Hypoglycemia, also known as low blood sugar, is when blood sugar decreases to below normal levels. If you have diabetes, you try your best to keep your blood sugar levels as close to normal as possible. However, most people with diabetes will experience hypoglycemia, or low blood glucose, at some point. It is very important to know the tips for preventing and treating hypoglycemia.
Although hypoglycemia is fairly common and can be treated quickly, it’s important to prepare for this medical emergency and know how to act right away. Without immediate treatment, hypoglycemia can be dangerous for people with diabetes. The good news? We can treat hypoglycemia easily with a little planning.
We, people with diabetes, face with hypoglycemia almost every day and we know that the feeling is awful. But also, it is important to know how to react in those situations.
Mihaela Anastasovska, an 18th-year-old girl, shares her tips about how to prevent hypoglycemia.
Tips for preventing and treating hypoglycemia:
Here are her keys to managing hypoglycemia:
First of all, don’t panic and stay calm. Consume 15-20 grams of glucose or simple carbohydrates. (15-20 grams glucose is equal to 1 tablespoon sugar). Recheck your blood glucose after 10-15 min. If hypoglycemia continues, repeat. Once blood glucose returns to normal, eat a small snack if your next planned meal is more than an hour or two away.

◆ Supplied records ◆

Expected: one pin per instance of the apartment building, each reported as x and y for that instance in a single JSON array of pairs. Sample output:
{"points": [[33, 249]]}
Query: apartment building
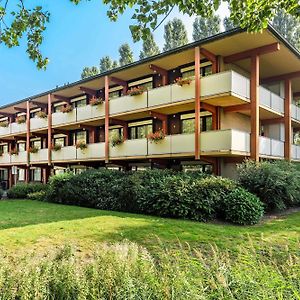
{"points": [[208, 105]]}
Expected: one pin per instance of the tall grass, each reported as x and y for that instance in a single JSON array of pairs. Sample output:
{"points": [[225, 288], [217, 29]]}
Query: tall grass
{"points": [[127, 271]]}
---
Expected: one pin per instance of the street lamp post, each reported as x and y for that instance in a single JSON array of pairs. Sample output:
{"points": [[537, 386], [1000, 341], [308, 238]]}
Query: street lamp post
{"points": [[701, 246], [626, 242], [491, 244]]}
---
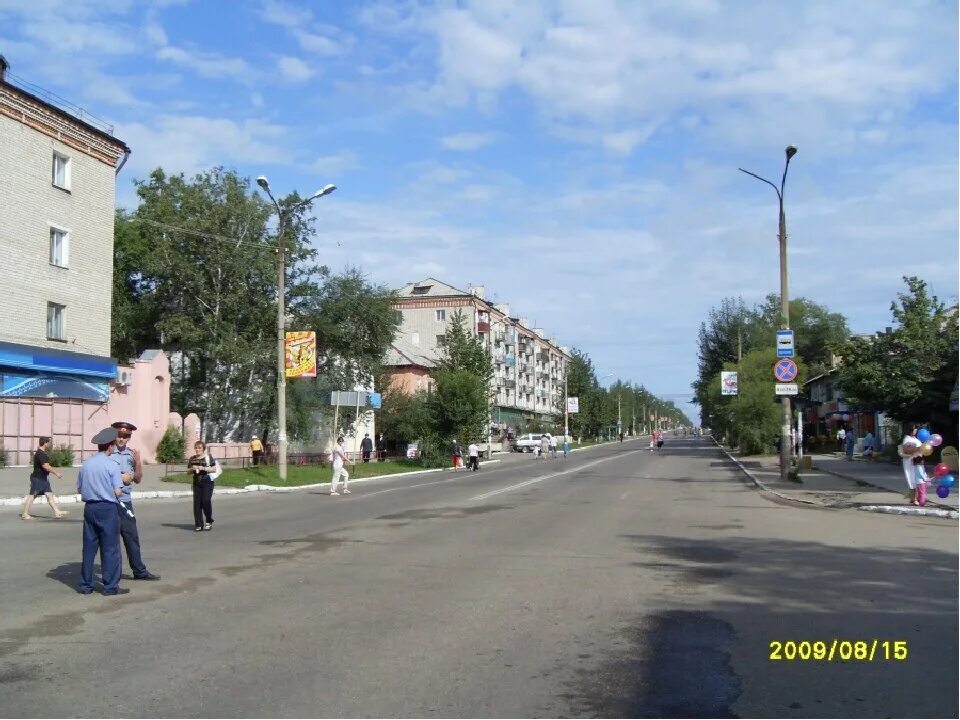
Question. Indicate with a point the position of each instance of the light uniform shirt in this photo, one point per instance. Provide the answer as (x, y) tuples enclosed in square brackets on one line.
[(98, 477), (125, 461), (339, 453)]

◆ What to do ◆
Repeat the passage of the hypoglycemia text above word for word, between "Although hypoglycemia is" and "in those situations.", inclusive.

◆ Written answer ◆
Although hypoglycemia is fairly common and can be treated quickly, it’s important to prepare for this medical emergency and know how to act right away. Without immediate treatment, hypoglycemia can be dangerous for people with diabetes. The good news? We can treat hypoglycemia easily with a little planning.
We, people with diabetes, face with hypoglycemia almost every day and we know that the feeling is awful. But also, it is important to know how to react in those situations.